• [Required action] Check each line of the material below for the word "roof". Say how many lines have it, and nothing else.

• [Dataset records]
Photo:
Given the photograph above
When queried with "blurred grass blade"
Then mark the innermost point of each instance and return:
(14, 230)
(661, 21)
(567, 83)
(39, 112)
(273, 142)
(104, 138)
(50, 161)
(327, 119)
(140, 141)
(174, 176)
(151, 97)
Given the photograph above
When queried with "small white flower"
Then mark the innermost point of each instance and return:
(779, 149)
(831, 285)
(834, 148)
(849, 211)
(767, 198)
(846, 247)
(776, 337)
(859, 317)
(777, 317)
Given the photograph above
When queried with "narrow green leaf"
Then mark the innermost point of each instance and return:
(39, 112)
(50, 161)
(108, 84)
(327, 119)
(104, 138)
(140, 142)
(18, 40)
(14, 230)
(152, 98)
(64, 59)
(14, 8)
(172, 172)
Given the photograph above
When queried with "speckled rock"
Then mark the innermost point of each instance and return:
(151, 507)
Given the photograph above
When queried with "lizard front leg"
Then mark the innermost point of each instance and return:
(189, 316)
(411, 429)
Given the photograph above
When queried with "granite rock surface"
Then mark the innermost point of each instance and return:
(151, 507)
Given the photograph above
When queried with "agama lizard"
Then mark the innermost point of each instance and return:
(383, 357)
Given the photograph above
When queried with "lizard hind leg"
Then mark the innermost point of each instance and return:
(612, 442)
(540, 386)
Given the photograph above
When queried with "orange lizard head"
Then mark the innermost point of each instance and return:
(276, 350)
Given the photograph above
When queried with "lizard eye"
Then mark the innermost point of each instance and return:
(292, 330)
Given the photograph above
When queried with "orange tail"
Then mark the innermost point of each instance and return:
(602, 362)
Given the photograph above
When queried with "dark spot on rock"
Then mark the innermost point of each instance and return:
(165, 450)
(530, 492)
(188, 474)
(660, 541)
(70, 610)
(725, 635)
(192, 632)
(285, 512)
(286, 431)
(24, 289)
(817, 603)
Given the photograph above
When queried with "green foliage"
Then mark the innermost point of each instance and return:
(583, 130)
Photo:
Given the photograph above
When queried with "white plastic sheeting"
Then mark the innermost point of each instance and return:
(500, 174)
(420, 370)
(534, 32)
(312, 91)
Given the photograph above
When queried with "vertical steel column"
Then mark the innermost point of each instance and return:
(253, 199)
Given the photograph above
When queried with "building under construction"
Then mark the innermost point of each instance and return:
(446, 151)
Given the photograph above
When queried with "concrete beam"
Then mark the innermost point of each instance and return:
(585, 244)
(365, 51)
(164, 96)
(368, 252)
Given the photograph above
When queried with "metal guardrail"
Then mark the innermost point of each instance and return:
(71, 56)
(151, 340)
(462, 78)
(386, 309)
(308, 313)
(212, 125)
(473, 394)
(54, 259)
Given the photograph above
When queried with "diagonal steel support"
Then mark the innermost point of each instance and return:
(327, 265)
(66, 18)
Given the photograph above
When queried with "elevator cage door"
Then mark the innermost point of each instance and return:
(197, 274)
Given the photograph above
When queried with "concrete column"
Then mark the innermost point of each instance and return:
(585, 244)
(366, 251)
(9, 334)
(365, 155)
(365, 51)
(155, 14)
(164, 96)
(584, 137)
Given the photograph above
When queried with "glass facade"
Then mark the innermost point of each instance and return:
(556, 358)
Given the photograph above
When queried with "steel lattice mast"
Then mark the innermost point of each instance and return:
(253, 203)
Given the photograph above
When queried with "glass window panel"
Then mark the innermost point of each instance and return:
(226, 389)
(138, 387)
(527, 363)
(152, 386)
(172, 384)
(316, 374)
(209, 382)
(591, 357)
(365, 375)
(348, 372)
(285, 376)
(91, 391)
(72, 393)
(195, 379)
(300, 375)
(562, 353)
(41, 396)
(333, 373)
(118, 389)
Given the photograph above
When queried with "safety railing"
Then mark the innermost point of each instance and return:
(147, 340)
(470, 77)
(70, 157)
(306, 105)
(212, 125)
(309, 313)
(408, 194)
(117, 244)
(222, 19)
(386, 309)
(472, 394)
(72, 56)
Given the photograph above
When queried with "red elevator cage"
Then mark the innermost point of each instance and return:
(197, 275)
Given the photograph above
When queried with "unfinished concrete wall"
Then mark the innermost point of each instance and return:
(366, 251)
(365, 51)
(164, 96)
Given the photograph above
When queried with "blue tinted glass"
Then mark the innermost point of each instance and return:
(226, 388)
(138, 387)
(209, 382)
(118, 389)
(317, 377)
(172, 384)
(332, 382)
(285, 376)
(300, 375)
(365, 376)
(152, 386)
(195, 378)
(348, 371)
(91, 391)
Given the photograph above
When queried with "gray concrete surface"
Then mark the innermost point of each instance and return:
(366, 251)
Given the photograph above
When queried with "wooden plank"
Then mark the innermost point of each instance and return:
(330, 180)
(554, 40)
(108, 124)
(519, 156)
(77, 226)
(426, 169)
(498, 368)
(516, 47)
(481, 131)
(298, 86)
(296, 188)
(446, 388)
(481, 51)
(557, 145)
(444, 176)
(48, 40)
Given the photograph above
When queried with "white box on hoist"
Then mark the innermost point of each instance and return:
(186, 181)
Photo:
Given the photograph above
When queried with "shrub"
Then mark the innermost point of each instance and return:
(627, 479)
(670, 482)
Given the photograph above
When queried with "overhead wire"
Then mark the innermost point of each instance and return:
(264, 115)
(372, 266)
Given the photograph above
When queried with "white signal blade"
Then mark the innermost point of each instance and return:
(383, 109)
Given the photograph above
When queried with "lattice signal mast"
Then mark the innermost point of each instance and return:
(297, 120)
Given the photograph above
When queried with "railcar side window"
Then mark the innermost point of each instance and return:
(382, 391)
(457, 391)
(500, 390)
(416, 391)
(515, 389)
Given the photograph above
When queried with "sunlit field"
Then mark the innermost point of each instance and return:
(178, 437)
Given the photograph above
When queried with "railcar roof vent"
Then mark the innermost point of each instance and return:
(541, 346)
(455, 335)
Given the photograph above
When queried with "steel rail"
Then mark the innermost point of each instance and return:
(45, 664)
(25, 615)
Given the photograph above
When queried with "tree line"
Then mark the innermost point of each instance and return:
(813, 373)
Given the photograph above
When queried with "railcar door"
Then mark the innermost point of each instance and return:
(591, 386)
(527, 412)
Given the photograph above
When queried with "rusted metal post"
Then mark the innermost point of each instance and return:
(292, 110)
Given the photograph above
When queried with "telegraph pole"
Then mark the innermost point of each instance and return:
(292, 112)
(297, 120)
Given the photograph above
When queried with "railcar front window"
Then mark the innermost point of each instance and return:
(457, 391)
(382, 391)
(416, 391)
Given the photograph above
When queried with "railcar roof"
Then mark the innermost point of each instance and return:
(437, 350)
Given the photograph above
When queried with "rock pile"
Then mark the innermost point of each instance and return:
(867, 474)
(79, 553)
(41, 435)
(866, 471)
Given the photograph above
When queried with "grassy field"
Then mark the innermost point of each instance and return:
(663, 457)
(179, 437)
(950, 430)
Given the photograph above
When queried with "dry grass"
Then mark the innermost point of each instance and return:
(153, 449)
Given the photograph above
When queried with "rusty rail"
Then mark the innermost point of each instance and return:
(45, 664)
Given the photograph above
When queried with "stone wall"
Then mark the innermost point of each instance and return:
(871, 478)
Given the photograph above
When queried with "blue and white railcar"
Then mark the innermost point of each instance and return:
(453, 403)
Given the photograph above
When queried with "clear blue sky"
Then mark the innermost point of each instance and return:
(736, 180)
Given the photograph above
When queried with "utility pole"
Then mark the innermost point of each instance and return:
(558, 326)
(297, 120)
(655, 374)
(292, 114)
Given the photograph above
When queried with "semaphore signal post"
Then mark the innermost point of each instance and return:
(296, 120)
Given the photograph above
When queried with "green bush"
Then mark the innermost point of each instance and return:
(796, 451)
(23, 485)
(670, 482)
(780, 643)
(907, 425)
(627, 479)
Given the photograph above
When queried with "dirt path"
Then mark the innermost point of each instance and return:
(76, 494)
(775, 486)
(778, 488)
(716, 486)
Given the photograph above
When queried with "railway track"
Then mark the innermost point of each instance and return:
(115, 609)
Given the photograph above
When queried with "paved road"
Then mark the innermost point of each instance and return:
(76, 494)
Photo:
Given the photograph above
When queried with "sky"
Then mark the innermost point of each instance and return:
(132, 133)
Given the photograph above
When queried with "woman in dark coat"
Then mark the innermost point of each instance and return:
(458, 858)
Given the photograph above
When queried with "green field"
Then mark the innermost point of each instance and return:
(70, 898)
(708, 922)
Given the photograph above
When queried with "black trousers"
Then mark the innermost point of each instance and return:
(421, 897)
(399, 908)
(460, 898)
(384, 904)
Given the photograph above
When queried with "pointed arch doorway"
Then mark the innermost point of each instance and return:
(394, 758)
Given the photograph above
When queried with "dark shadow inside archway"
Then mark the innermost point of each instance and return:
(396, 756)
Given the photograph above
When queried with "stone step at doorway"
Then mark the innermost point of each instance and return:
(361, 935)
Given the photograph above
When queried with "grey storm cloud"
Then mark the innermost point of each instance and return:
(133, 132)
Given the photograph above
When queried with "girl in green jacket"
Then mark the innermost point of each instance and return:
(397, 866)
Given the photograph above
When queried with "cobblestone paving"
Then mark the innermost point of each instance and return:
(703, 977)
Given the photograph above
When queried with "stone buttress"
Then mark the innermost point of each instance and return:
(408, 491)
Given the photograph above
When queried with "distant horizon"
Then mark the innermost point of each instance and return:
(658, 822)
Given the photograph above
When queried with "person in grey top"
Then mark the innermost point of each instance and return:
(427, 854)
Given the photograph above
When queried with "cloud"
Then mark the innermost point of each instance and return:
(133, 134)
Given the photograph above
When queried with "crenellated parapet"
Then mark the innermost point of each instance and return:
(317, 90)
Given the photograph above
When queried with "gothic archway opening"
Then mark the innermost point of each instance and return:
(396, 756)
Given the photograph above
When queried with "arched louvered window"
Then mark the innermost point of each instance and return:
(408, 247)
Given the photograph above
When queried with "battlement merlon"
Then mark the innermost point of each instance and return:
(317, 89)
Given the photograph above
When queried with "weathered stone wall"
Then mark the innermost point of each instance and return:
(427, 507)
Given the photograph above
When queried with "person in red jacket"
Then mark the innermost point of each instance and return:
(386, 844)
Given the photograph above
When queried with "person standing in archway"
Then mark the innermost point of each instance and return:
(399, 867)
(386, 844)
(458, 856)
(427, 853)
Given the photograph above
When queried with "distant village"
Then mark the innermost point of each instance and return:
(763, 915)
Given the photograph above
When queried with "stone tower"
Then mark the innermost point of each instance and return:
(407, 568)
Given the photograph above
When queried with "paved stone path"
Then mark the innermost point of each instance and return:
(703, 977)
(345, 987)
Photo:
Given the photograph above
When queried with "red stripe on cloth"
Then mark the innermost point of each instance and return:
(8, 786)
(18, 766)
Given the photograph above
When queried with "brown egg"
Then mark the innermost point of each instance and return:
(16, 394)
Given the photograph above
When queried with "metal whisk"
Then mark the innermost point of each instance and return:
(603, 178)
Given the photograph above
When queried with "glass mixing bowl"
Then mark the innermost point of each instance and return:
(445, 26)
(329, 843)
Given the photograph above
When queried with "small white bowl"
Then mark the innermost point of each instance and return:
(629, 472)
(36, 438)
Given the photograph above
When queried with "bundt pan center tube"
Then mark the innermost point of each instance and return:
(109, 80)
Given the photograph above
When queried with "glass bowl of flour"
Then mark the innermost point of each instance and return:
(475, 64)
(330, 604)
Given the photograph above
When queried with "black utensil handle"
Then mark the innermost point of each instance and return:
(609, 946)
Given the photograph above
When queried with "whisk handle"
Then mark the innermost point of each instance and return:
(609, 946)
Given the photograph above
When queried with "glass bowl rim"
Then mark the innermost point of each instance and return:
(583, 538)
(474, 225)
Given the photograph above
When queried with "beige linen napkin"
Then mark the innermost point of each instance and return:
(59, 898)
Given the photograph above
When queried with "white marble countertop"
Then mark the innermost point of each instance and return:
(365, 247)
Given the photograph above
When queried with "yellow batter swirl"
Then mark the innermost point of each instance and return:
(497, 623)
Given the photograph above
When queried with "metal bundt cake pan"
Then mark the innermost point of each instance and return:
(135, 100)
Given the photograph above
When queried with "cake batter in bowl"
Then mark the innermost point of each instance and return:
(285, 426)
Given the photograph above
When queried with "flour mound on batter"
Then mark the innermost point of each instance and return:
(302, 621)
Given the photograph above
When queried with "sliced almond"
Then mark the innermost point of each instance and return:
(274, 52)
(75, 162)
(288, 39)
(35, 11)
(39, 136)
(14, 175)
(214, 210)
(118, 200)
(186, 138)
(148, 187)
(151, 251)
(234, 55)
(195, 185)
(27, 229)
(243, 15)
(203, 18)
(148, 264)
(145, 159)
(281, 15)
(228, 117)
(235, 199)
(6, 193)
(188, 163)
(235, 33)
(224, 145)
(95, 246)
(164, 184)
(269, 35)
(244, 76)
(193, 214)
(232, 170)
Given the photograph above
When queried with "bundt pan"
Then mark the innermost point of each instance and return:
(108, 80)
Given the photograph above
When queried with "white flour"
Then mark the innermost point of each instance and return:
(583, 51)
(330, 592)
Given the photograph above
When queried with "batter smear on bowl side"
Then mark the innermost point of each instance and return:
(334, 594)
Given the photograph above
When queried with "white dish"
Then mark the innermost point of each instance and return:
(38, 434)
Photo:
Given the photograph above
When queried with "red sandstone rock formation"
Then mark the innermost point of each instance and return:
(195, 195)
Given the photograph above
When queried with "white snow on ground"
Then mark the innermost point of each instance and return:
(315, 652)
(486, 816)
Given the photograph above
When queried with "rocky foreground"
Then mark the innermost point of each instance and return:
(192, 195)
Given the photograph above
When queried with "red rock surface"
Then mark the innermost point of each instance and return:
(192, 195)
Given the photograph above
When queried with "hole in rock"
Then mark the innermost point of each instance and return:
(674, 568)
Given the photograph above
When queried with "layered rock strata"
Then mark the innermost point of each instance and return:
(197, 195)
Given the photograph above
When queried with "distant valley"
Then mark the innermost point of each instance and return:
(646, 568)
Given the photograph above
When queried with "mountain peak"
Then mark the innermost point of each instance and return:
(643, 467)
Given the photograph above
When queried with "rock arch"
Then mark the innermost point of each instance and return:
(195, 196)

• [Result of this exercise] 2